- Задания
• a. Кто написал сценарий фильма «Цирк», согласно тексту для чтения?
• b. Перепишите из текста для чтения фрагмент между словами «Случилось это давным-давно, произошло» и «не узнал что-ли?» включительно.

Случилось это давным-давно, произошло почти по Корнею свет Чуковскому «У меня зазвонил телефон»:
— Кто говорит? — это я ответил, хотя и эти слова есть у Корнея Ивановича.
— Слон!
У «слона» был удивительно знакомый голос …
— Я снова в Севастополе.
* * *
Я никогда не различаю поначалу телефонные голоса. Как бы этак незаметно поинтересоваться, кто это мне звонит? Но звонивший с того конца провода, но явно с этого света (связь севастопольская оставляла желать лучшего!) ответил:
— Джо звонит, не узнал что-ли?
— Вот теперь узнал! Ты ж никогда из Москвы не звонил? Случилось что?
— Не в Москве я, а в Севастополе.
— Где ты?
— На стадионе Черноморского флота — это рядом с тобой.
— Совсем рядом! — буркнул я. — Давай ко мне. Жена уехала, а я с дочкой на хозяйстве остался.
— Дочке-то сколько лет?
— Девять, — ответил я, но не уверенно.
— Девять с половиной, — поправила дочка. — А кто это тебя куда зовёт?
— Джеймс Паттерсон, — ответил я. — Ты его не знаешь. Когда он к нам приходил, ты была в детсаду.
— Вот и знаю, вот и знаю, я его в кино видела. Мне мама показывала.
В трубке смех:
— Захватывай дочку, сажай её в тачку и дуй на стадион, здесь сейчас проходят празднества.
Пока я с дочкой добираюсь до стадиона двумя троллейбусами, расскажу вам более или менее подробно о залётном московском госте, в судьбе которого тоже был мой Севастополь.
Лет 20 назад, а может быть, немногим больше (писались эти строки в восьмидесятые годы прошлого столетия. — М.Л. ), на улицах Севастополя можно было встретить подтянутого офицера. Был он красив и смуглолиц. Люди узнавали знакомые черты, провожали взглядом и по-доброму улыбались. Да, это был один из героев кинофильма «Цирк». Этот фильм хорошо помнит, скажем мягко, пожилое наше поколение. Да и большинство молодых его видело: нет-нет, да и вновь появится на экранах одна из первых талантливых кинокомедий, сценарий для которой написали Илья Ильф, Евгений Петров и Валентин Катаев. Сам «бывший негритенок», будучи взрослым, скажет: «…Фильму пришлось сыграть большую роль в моей жизни. До сих пор люди узнают меня на улице, и благодаря этому у меня много друзей во всех уголках Советского Союза и за рубежом».

- Исходные данные
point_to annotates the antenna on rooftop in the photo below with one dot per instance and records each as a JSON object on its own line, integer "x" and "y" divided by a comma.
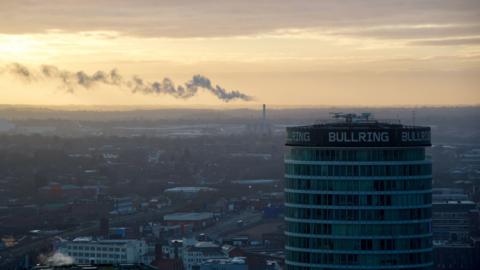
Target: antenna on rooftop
{"x": 352, "y": 117}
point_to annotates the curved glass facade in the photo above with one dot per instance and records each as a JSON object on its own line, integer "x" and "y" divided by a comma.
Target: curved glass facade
{"x": 357, "y": 208}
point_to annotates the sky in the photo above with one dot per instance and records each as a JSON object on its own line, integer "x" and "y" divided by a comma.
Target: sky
{"x": 292, "y": 53}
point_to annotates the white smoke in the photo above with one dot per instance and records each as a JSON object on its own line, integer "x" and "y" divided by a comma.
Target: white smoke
{"x": 70, "y": 81}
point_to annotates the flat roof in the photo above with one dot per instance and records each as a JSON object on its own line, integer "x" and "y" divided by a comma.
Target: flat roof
{"x": 358, "y": 134}
{"x": 188, "y": 216}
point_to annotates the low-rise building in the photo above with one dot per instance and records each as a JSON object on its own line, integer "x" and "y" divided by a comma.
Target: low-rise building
{"x": 89, "y": 250}
{"x": 236, "y": 263}
{"x": 196, "y": 219}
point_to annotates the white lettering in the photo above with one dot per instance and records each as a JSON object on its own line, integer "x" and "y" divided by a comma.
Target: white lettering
{"x": 298, "y": 136}
{"x": 369, "y": 137}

- Ответы к заданиям
• a. Илья Ильф, Евгений Петров и Валентин Катаев.

• b.
Случилось это давным-давно, произошло почти по Корнею свет Чуковскому «У меня зазвонил телефон»:
— Кто говорит? — это я ответил, хотя и эти слова есть у Корнея Ивановича.
— Слон!
У «слона» был удивительно знакомый голос …
— Я снова в Севастополе.
* * *
Я никогда не различаю поначалу телефонные голоса. Как бы этак незаметно поинтересоваться, кто это мне звонит? Но звонивший с того конца провода, но явно с этого света (связь севастопольская оставляла желать лучшего!) ответил:
— Джо звонит, не узнал что-ли?